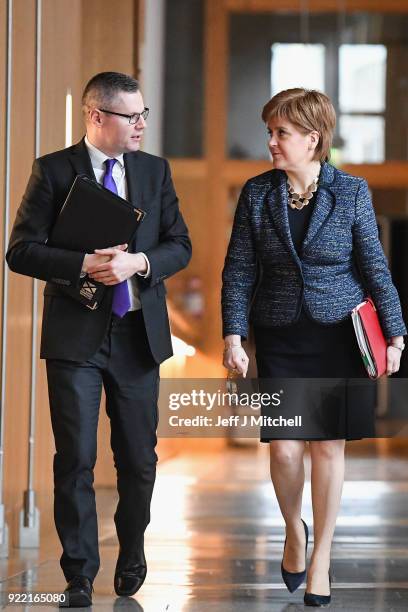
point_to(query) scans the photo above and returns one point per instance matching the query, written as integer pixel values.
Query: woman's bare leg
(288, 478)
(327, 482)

---

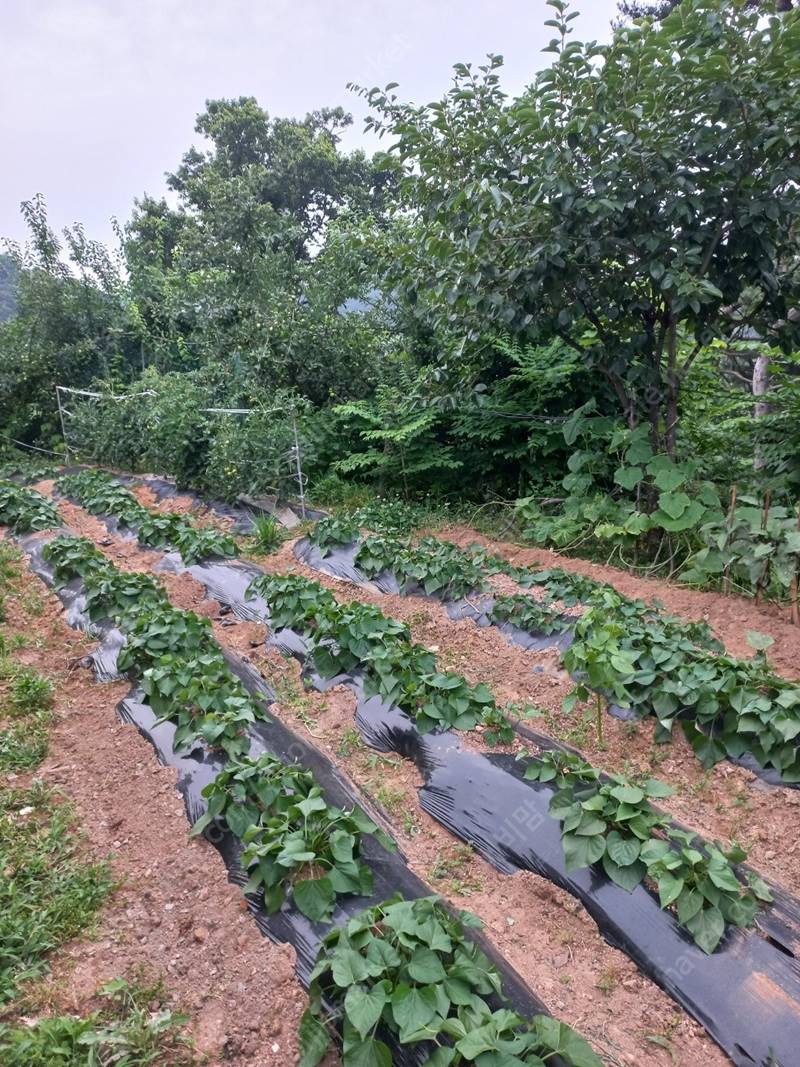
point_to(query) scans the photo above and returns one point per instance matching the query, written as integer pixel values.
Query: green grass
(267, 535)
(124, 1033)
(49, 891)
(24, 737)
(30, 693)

* * *

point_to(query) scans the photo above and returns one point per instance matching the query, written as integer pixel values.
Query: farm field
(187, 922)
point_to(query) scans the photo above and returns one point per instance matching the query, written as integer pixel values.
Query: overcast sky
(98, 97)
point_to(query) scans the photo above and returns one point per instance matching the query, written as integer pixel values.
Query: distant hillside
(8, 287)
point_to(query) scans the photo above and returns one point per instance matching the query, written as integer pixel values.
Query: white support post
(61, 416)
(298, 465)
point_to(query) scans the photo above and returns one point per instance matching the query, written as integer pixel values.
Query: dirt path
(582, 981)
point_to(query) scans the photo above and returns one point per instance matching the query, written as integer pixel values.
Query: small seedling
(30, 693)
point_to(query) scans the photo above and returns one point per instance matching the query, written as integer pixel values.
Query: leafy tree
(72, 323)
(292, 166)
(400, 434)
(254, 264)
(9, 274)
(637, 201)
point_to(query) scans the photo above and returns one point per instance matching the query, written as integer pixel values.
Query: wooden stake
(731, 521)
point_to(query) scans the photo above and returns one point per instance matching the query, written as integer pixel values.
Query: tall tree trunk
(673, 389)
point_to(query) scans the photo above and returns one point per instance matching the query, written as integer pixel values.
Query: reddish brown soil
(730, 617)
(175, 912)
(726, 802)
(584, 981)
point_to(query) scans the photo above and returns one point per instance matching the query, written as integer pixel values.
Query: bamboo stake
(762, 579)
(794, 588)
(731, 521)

- **What this task involves**: Locate every line in the material that contains the string "stake", and copy each of those lines.

- **Completed exercise**:
Query: wooden stake
Query: bamboo stake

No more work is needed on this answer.